-- start --
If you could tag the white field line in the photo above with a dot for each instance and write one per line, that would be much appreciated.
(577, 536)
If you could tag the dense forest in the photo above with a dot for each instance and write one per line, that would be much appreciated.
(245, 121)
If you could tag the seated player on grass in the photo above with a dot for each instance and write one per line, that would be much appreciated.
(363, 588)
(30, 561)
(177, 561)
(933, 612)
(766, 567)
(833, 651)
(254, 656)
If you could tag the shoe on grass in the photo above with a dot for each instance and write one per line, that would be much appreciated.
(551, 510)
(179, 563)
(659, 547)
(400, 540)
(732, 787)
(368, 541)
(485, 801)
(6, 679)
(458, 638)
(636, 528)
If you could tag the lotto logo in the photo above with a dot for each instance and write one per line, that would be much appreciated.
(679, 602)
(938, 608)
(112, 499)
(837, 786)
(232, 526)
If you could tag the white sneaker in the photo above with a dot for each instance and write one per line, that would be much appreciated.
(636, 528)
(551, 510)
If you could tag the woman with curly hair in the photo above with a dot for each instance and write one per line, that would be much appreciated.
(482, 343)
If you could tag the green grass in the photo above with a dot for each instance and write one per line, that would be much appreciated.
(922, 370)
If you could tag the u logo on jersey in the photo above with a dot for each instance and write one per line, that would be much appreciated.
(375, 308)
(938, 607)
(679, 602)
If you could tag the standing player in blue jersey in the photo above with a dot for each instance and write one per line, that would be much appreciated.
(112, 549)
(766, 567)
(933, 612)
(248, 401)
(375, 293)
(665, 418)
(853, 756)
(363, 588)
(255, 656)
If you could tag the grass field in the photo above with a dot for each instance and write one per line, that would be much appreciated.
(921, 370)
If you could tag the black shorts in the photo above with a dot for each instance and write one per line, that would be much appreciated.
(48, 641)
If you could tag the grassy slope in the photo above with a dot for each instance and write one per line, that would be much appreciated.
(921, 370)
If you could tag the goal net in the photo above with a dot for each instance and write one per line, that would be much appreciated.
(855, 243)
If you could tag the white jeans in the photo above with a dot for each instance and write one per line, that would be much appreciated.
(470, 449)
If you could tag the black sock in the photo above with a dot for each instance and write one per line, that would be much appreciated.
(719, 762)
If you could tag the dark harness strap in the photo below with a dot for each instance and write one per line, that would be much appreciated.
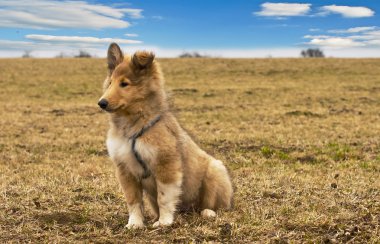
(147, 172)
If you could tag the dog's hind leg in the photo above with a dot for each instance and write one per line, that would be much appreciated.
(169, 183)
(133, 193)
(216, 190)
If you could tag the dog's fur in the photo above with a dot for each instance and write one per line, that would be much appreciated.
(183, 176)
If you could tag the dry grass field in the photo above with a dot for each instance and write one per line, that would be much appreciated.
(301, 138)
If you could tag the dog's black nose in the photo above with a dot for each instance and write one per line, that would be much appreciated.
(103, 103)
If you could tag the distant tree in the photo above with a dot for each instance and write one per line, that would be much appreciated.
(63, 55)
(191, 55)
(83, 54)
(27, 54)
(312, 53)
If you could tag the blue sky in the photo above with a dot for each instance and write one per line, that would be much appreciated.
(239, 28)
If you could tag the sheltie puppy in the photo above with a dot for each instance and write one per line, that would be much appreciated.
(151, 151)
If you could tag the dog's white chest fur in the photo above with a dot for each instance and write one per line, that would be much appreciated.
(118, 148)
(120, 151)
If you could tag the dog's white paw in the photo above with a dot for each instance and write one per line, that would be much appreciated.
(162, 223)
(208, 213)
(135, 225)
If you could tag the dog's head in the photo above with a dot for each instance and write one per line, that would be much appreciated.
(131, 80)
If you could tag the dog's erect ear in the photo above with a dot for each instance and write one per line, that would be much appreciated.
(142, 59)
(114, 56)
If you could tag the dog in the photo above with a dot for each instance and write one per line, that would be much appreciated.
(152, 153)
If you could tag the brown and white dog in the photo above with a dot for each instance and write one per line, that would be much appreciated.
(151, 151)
-- end --
(Task instructions) Put every line of the entries above into a numbered list, omitting any blank lines, and leave out the pictures.

(Task response)
1. If you could tag the white field line in the photo above with a dot for each instance and write one per line, that would be much appreciated.
2. (577, 536)
3. If you could tag the dense forest in the photo above with a dot for each instance and write one per line, that would be much appreciated.
4. (245, 121)
5. If you could tag the seated player on grass in the photo above with a dot for each instance and write one per line, that would be much appreciated.
6. (363, 588)
7. (30, 561)
8. (177, 561)
9. (933, 612)
10. (766, 567)
11. (833, 651)
12. (254, 656)
13. If you could tag the shoe on grass in the photo above with a dot for each instance and write one per line, that would be much appreciated.
14. (551, 510)
15. (179, 563)
16. (659, 547)
17. (400, 540)
18. (732, 787)
19. (368, 541)
20. (485, 801)
21. (6, 679)
22. (458, 638)
23. (636, 528)
24. If you could tag the lotto logo in the photo above with a dot for each instance and write one per line, that would be much appreciated.
25. (679, 602)
26. (938, 608)
27. (112, 499)
28. (837, 786)
29. (232, 526)
30. If you could tag the white sneaker in the photo above with a dot for each instance and write one per line, that would be much appreciated.
31. (636, 528)
32. (551, 510)
33. If you could tag the woman with curly hair in the photo above with a dot for each instance and write one per line, that would be much appreciated.
34. (482, 343)
35. If you could tag the green grass in the photo above with a dot for each instance and write one per line, that would be much appreciated.
36. (922, 370)
37. If you could tag the u logo on jersey in the photo above with a dot for each instance and write one per line, that would be much appreciated.
38. (375, 308)
39. (938, 607)
40. (679, 602)
41. If you could tag the standing player in blue jersey in the photo above with a dot for each instance and write one per line, that would be much appreciated.
42. (112, 549)
43. (766, 567)
44. (933, 612)
45. (248, 401)
46. (375, 293)
47. (665, 418)
48. (853, 756)
49. (363, 588)
50. (255, 656)
51. If you could tag the grass field in the photo above with a dot for each instance and write one per line, that would be much appreciated.
52. (921, 370)
53. If you could tag the black shorts in the photo above with a dot for each instance and write one per line, that would be much appreciated.
54. (48, 641)
55. If you could tag the grassy slope in the photo above with a dot for each instance and write one per line, that would be much appreciated.
56. (921, 370)
57. If you could tag the goal net in the photo above with a dot for each instance and write one per line, that would be much appreciated.
58. (855, 243)
59. If you could tag the white jeans in the photo above with a dot for each instance and write one per line, that would be much appreciated.
60. (470, 449)
61. If you could tag the black sock in the photo above with a dot for each instance and write one per line, that would be much appreciated.
62. (719, 762)
63. If you could tag the dark harness strap in the photo below with a dot for each instance and write one per line, that would be much appreciated.
64. (147, 172)
65. If you could tag the dog's hind leg in the photo above with a dot for each instance and write one per line, that would be much appreciated.
66. (169, 183)
67. (133, 193)
68. (216, 190)
69. If you could tag the dog's fur in the photo above with a dot for each instance and write one per line, that would be much appreciated.
70. (183, 176)
71. If you could tag the dry grass field in the photo above with a dot for each instance and write one per line, that would be much appreciated.
72. (301, 138)
73. If you could tag the dog's black nose in the photo above with a dot for each instance and write one per line, that would be much appreciated.
74. (103, 103)
75. If you could tag the distant tree in the photo above with a dot for each instance and write one per line, that would be much appreciated.
76. (63, 55)
77. (191, 55)
78. (83, 54)
79. (27, 54)
80. (312, 53)
81. If you could tag the blue sky in the photo above with a dot for each instance and write one per line, that would be much appreciated.
82. (239, 28)
83. If you could tag the sheltie puppy in the photo above with a dot for each instance and write one per line, that would be much appreciated.
84. (151, 151)
85. If you could tag the dog's white chest fur in the photo above with a dot for each instance and write one per line, that would be much appreciated.
86. (118, 148)
87. (120, 151)
88. If you could tag the dog's white paw in the photo above with a dot for each instance and write one per line, that would be much appreciated.
89. (162, 223)
90. (208, 213)
91. (135, 225)
92. If you could tag the dog's head in the photo above with a dot for each instance and write one per line, that would be much appreciated.
93. (131, 80)
94. If you could tag the dog's erect ear in the photo above with a dot for each instance and write one per line, that would be much appreciated.
95. (142, 59)
96. (114, 56)
97. If you could tag the dog in the photo above with a dot for each instance and write one per line, that would be much appreciated.
98. (152, 153)
99. If you could tag the brown and white dog in the photo above with a dot for each instance and write one per line, that would be much appreciated.
100. (151, 151)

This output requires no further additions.